**Excerpt provided**
-*-

Mr. Ignatieff, a man of some pride, could not let this go unchallenged. “Mr. Speaker, at no time has this party attacked our troops or our men in the field,” he declared.

The Conservatives howled.

“It is the government we are attacking. It is the government’s conduct,” he continued. “For 18 months the Conservatives knew about allegations of torture and did nothing. Then they sought to smear a distinguished public servant. Even now they are not telling the truth and they are hiding behind our soldiers. When will they start telling Canadians the truth?”

Back came Mr. Baird, this time alleging that a member of the Liberal side had dared question the testimony of a military general. At the other end of the government frontbench, Vic Toews shouted something about Mr. Ignatieff not having been in the country at some point. A Liberal loudly suggested he “shut up.”

Mr. Ignatieff came to his feet yelling and pointing. “Mr. Speaker, when will the government apologize for using a Canadian destroyer as a backdrop for party political propaganda?” he wondered. “At no time have we ever attacked the integrity of the Canadian armed forces. The issue is the conduct of the government. The issue is whether Conservatives are telling Canadians the truth. The issue is whether they have covered up allegations of torture for 18 months. It is time to hear the truth from that side of the House instead of these baseless attacks.”

Mr. Baird took the opportunity to again yell about why the Liberals should be ashamed of themselves.

-*-

**Task**
Name every individual the parliamentary exchange identifies by name. Work only from the parliamentary exchange above; the rows aren't needed.

**Given records**
-*-

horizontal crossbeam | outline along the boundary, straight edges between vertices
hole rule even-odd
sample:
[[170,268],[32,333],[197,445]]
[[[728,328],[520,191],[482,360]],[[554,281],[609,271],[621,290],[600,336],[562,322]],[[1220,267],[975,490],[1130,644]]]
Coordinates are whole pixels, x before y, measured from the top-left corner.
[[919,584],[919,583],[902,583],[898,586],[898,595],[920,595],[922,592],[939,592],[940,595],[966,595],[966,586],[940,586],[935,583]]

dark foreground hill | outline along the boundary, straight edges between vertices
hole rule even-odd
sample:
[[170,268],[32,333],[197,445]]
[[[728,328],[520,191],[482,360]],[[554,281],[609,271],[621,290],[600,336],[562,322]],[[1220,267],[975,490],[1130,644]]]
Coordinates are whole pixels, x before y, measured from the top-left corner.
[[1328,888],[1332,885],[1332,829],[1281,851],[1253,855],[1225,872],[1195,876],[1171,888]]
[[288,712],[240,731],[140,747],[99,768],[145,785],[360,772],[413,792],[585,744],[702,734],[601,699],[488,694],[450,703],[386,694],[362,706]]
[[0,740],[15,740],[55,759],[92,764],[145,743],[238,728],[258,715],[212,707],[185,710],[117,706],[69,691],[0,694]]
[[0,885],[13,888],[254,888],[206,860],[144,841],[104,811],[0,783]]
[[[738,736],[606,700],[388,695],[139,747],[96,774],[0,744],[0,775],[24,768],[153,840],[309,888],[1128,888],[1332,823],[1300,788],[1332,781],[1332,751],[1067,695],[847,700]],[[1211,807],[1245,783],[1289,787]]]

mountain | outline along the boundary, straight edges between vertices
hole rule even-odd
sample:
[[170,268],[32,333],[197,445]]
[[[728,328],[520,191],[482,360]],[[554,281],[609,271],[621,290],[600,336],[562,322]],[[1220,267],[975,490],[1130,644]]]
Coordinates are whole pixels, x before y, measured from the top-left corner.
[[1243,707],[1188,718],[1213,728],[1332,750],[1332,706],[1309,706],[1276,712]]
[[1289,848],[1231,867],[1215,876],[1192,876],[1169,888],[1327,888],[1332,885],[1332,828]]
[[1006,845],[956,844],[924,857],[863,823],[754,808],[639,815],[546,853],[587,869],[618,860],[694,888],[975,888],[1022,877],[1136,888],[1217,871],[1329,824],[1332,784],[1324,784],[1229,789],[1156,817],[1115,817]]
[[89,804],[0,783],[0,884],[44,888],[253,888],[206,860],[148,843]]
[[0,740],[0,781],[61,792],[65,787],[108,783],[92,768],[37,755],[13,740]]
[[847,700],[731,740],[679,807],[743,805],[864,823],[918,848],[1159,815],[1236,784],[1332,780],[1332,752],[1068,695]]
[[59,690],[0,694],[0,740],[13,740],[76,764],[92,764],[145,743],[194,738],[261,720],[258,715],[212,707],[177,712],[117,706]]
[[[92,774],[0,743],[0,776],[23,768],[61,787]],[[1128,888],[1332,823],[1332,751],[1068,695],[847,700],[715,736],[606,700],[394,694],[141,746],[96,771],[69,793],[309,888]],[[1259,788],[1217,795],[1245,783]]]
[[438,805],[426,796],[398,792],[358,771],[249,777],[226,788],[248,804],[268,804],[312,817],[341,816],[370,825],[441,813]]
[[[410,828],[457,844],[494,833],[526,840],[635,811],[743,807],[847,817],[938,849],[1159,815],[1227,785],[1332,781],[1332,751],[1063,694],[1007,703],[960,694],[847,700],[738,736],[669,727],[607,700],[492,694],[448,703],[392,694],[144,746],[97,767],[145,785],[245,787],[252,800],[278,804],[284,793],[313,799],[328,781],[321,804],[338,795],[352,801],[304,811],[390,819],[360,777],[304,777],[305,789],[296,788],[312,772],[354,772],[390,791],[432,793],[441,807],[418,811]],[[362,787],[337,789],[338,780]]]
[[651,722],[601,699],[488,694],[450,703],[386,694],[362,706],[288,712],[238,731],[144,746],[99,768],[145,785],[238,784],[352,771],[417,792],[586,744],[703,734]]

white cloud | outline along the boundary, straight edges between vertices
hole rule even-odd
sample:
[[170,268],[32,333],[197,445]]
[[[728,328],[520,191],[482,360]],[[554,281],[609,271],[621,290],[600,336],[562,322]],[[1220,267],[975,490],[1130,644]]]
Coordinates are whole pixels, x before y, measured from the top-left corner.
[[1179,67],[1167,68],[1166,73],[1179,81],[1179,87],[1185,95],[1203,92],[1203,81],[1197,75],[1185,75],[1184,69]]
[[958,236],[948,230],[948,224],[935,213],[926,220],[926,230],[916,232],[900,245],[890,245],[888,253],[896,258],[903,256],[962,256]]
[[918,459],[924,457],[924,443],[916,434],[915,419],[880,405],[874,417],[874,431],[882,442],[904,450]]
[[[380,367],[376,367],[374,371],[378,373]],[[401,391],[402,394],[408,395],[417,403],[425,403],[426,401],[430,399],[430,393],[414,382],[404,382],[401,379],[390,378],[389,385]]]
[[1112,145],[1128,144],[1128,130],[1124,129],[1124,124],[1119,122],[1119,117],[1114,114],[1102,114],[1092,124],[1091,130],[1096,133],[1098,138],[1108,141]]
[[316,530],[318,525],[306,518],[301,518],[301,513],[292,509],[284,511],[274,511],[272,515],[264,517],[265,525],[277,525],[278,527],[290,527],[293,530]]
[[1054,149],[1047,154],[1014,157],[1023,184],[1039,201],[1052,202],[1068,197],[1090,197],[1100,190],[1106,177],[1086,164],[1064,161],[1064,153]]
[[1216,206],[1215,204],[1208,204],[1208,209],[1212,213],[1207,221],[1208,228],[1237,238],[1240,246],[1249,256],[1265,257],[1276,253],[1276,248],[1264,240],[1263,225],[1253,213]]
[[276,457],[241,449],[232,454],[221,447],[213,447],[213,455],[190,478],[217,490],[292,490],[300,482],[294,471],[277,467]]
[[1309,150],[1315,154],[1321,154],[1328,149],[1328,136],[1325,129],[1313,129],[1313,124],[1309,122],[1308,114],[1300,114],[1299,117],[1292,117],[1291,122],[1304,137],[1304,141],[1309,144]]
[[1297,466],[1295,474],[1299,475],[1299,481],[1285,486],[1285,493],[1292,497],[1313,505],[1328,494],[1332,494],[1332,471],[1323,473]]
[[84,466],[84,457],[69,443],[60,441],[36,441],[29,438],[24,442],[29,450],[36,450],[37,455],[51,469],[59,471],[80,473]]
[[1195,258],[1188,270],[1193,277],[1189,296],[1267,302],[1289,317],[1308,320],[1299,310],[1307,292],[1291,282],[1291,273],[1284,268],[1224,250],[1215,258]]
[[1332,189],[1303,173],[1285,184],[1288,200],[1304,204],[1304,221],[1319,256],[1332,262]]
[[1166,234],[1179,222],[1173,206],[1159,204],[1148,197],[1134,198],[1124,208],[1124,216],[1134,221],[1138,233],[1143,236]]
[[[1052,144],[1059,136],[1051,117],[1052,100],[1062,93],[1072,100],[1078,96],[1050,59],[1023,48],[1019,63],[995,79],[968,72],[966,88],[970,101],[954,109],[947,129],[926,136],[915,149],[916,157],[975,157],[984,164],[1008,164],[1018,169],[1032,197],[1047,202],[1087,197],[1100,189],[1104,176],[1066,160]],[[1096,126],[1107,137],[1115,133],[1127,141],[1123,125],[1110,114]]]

-*-

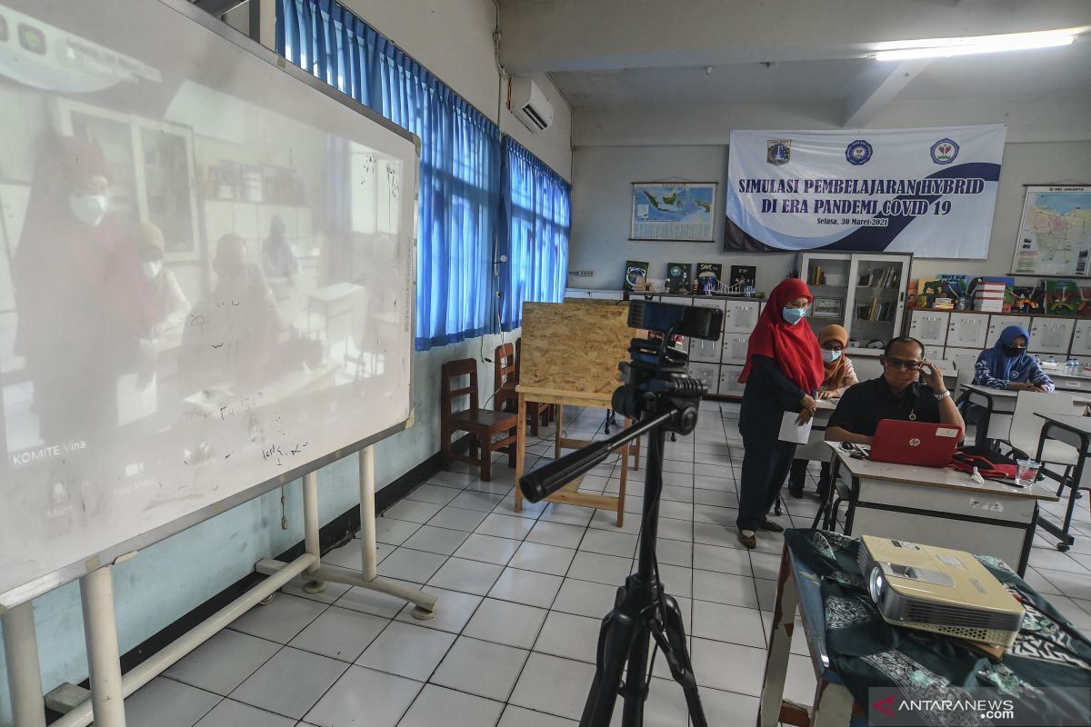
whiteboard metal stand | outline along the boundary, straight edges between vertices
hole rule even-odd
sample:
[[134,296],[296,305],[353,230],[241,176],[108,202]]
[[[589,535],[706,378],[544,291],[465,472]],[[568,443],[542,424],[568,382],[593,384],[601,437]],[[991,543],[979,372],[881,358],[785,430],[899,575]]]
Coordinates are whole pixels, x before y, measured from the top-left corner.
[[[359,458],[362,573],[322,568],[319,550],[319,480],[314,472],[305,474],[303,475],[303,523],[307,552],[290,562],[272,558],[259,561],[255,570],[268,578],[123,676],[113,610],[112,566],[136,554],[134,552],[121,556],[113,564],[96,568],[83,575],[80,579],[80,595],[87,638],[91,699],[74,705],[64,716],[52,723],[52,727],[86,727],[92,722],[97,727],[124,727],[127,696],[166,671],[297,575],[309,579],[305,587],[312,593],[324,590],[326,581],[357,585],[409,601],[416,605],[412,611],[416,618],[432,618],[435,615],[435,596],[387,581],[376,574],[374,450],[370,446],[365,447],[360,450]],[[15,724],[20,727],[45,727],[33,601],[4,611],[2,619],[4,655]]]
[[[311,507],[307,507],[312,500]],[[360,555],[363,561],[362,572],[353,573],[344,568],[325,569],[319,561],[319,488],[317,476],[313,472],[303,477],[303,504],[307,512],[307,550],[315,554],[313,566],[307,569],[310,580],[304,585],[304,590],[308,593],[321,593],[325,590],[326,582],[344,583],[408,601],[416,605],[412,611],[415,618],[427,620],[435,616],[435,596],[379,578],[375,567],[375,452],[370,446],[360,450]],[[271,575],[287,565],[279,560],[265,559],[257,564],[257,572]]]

-*-

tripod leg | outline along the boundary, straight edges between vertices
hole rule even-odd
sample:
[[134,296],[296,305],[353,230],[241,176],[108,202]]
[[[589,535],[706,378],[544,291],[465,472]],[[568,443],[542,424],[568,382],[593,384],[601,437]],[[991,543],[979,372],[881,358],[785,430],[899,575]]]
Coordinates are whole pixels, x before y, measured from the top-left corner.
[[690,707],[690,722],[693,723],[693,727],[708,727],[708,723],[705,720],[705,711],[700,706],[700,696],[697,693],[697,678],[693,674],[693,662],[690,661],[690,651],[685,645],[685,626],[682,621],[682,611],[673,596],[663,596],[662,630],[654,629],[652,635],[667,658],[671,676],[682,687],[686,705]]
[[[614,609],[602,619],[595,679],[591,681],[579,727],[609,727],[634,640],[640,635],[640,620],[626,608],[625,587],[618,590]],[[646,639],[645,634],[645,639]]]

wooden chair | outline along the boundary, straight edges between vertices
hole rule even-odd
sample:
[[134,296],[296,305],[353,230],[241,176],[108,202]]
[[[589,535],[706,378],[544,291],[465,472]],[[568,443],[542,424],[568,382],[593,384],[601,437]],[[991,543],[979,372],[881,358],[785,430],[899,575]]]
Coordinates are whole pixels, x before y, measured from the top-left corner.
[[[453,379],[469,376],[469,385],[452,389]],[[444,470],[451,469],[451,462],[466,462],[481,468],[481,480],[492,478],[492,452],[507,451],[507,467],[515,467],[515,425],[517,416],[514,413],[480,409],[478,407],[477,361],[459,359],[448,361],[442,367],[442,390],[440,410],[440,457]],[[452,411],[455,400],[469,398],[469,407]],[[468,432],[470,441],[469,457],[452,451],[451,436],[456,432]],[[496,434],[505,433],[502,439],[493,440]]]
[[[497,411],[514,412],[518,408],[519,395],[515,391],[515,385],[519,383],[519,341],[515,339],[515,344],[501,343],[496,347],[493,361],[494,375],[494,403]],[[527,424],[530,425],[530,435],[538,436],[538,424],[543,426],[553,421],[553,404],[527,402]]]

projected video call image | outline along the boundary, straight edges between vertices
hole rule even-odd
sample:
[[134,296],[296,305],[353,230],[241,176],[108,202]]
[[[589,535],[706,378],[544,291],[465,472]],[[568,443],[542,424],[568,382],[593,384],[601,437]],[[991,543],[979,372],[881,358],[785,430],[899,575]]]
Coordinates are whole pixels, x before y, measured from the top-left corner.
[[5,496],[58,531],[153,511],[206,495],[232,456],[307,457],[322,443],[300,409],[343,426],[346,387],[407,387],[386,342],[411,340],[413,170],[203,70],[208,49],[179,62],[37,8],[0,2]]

-*-

**The solution**
- Mr. Ignatieff
- Mr. Baird
- Vic Toews